2月15日(土)、NBAバレエ団ホラーナイト夜公演を観て参りました。
https://www.nbaballet.org/performance/2020/horror_nights/


狼男
振付:宝満直也

a man:高橋真之
a girl:勅使河原綾乃

一昨年2018年6月に初演した同じく宝満さん振付『11匹わんちゃん』と似た路線かと思いきや全く異なるアプローチ。
耳装着やあからさまな遠吠えもなく具体形を前面に出さず、一斉にじわりと追い詰めて行く内面や不気味さを露わにした作品で
狼の怖さよりも寂しさや孤独感、不安感を募らせていた印象です。
床を這うような振付を床に吸い付くぎりぎりの体勢で自在に踊る、主軸を務めた高橋さんと勅使河原さんはもとより
男性のみならず女性ダンサー達の高い身体能力も堪能。ベージュの襟付きワンピースの裾から縦のブルー模様が覗く衣装もお洒落。
声を出し歌う場面があったものの、座席位置の関係か曲が聴き取れずであった点のみ心残りで
当方には蛍の光に聴こえたが正解はいかに。いずれにしても宝満さんの次回作が今から楽しみです。

※宝満さんへのインタビュー
https://spice.eplus.jp/articles/264668


ドラキュラ 振付:マイケル・ピンク

ドラキュラ:宝満直也
ジョナサン・ハーカー:大森康正
ミーナ:竹内碧
ヴァン・ヘルシング:三船元維
レンフィールド:佐藤史哉
3人の女バンパイア:猪嶋沙織/菊地結子/阪本絵利奈

2014年の全幕初演をゆうぽうとにて鑑賞しておりますが、新国立中劇場効果か後方席であっても
今回の方が人物も堅固な装置もよく見え、遥かに楽しめたのは驚きでした。

(出典データ)
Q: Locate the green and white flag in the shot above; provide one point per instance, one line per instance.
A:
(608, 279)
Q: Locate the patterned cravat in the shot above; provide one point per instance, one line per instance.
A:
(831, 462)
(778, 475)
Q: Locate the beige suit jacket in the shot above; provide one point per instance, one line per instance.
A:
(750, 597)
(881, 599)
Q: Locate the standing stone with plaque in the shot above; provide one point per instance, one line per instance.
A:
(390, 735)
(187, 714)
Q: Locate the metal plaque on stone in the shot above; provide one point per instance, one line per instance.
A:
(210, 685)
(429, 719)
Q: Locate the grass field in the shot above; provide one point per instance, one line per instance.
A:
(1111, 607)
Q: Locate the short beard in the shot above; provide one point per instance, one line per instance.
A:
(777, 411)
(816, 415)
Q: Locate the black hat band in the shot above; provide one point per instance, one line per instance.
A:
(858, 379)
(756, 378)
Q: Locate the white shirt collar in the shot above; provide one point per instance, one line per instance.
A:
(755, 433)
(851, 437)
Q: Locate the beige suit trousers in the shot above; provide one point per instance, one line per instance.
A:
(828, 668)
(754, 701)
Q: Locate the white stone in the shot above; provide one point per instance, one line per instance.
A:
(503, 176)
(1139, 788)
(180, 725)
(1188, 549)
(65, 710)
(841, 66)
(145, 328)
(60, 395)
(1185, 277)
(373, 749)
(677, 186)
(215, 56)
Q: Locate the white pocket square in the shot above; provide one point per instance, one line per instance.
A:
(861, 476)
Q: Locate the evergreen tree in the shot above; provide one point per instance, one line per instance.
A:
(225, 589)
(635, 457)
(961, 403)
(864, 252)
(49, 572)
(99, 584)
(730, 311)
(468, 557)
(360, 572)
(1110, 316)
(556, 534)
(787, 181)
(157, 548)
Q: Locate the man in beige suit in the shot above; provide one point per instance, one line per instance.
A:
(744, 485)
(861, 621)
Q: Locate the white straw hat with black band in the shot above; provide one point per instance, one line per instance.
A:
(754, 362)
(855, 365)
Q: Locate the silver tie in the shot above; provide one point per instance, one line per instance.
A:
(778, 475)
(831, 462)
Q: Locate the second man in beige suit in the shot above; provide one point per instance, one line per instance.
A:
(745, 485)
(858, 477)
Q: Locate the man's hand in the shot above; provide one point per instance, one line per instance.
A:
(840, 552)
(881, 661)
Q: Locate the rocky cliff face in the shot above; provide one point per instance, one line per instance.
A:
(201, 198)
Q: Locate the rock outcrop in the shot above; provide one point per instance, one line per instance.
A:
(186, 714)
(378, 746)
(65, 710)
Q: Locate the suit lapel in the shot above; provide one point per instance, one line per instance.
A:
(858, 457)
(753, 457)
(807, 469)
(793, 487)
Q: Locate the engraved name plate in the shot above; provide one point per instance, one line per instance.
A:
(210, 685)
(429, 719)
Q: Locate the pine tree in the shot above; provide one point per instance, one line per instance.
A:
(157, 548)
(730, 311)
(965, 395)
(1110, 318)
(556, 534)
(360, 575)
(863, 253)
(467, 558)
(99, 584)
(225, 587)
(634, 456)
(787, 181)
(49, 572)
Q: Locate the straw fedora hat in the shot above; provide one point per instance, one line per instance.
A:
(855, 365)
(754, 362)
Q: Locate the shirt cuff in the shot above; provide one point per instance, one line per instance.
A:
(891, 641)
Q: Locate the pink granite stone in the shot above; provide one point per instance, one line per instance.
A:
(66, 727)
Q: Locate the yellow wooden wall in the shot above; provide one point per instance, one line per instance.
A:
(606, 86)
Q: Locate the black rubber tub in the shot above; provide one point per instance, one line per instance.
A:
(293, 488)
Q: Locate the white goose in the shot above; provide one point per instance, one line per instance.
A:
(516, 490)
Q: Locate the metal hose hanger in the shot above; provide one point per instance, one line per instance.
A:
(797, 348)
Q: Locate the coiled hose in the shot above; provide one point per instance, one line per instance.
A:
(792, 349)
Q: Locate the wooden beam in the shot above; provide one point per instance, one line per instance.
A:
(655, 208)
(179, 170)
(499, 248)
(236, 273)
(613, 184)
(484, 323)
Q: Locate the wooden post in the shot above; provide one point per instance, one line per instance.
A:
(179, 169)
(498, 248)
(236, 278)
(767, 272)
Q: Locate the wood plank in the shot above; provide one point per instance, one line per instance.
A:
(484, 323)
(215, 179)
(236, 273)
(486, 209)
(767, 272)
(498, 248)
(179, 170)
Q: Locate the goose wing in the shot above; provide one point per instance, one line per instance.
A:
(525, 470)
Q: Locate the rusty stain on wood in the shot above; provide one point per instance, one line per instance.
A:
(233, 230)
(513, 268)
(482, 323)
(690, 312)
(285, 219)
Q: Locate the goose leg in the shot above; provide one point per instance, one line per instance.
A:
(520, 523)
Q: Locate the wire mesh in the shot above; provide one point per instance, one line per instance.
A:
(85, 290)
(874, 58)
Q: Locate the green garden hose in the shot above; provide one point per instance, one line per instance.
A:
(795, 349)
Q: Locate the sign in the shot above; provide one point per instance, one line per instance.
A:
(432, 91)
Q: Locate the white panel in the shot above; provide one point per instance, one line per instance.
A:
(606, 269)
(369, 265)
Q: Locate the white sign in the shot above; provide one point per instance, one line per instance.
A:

● 設問
(1) バレエの鑑賞記をもとに、次の問いに答えてください。
(a) 『狼男』を振り付けたのは誰か。
(b) 『ドラキュラ』でミーナを踊ったのは誰か。
(c) 2014年の『ドラキュラ』全幕初演を筆者が観た会場はどこか。
(2) バレエの鑑賞記では、『狼男』が『11匹わんちゃん』とは全く異なるアプローチだとされています。どういう点が異なるのかを、本文に沿って1〜3文で説明してください。
(3) 次の記述がバレエの鑑賞記の内容と合っているかを「はい」か「いいえ」で答え、判断の決め手となる本文の語句をそのまま引用してください。
(a) 『狼男』には声を出して歌う場面があった。
(b) 『ドラキュラ』は今回の公演が初演だった。
(c) 『狼男』の衣装はベージュの襟付きワンピースだった。

● 解答一覧
(1)
(a) 宝満直也
(b) 竹内碧
(c) ゆうぽうと

(2) 『狼男』は、耳の装着やあからさまな遠吠えがなく、具体的な形を前面に出さない作品です。一斉にじわりと追い詰めて行く内面や不気味さを露わにしている点が、『11匹わんちゃん』とは異なります。

(3)
(a) はい。「声を出し歌う場面があった」
(b) いいえ。「2014年の全幕初演をゆうぽうとにて鑑賞しておりますが」
(c) はい。「ベージュの襟付きワンピース」